- _OBJECTIVE_
Reproduce the records below exactly as they appear.

- _SUPPLIED MATERIAL_
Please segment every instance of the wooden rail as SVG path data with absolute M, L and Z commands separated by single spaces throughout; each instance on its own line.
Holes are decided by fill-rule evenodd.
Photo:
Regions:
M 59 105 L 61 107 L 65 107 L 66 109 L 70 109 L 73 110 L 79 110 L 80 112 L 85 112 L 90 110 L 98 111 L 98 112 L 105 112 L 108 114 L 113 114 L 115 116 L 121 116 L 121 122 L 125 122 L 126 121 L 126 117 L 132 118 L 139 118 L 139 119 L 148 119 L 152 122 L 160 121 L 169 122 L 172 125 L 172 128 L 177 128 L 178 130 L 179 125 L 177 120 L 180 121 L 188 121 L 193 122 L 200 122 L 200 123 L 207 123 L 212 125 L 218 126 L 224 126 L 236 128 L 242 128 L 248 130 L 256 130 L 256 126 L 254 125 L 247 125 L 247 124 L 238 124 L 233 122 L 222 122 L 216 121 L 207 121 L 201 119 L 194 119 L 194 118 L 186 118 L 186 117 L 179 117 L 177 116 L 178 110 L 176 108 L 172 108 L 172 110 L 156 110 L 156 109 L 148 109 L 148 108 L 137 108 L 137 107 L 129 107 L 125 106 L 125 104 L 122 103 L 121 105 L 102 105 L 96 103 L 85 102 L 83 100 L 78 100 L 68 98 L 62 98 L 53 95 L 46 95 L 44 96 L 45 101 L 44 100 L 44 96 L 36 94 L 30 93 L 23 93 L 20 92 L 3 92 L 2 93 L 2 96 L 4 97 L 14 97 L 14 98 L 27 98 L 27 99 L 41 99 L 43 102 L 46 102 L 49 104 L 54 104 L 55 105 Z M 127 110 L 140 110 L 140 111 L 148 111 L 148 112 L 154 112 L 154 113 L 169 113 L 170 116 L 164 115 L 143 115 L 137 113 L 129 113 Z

- _THE RESULT_
Please segment every instance of the wooden rail as SVG path data with absolute M, L and Z commands separated by single spaces throughout; each instance on its own line.
Holes are decided by fill-rule evenodd.
Photo:
Regions:
M 59 105 L 61 107 L 65 107 L 66 109 L 70 109 L 73 110 L 79 110 L 80 112 L 85 112 L 90 110 L 98 111 L 98 112 L 105 112 L 108 114 L 113 114 L 115 116 L 121 116 L 121 122 L 125 122 L 126 121 L 126 117 L 132 118 L 139 118 L 139 119 L 148 119 L 152 122 L 160 121 L 169 122 L 172 125 L 172 128 L 177 128 L 178 130 L 179 125 L 177 120 L 180 121 L 188 121 L 193 122 L 200 122 L 200 123 L 207 123 L 212 125 L 218 126 L 224 126 L 236 128 L 242 128 L 248 130 L 256 130 L 256 126 L 254 125 L 247 125 L 247 124 L 238 124 L 233 122 L 222 122 L 216 121 L 207 121 L 201 119 L 194 119 L 194 118 L 186 118 L 186 117 L 179 117 L 177 116 L 178 110 L 176 108 L 172 108 L 172 110 L 156 110 L 156 109 L 148 109 L 148 108 L 137 108 L 137 107 L 129 107 L 125 106 L 125 104 L 122 103 L 121 105 L 102 105 L 96 103 L 85 102 L 83 100 L 78 100 L 68 98 L 62 98 L 53 95 L 46 95 L 44 96 L 45 101 L 44 100 L 44 96 L 36 94 L 30 93 L 23 93 L 20 92 L 3 92 L 2 93 L 2 96 L 4 97 L 14 97 L 14 98 L 27 98 L 27 99 L 41 99 L 43 102 L 46 102 L 49 104 L 54 104 L 55 105 Z M 127 110 L 140 110 L 140 111 L 148 111 L 148 112 L 154 112 L 154 113 L 169 113 L 170 116 L 164 115 L 143 115 L 137 113 L 129 113 Z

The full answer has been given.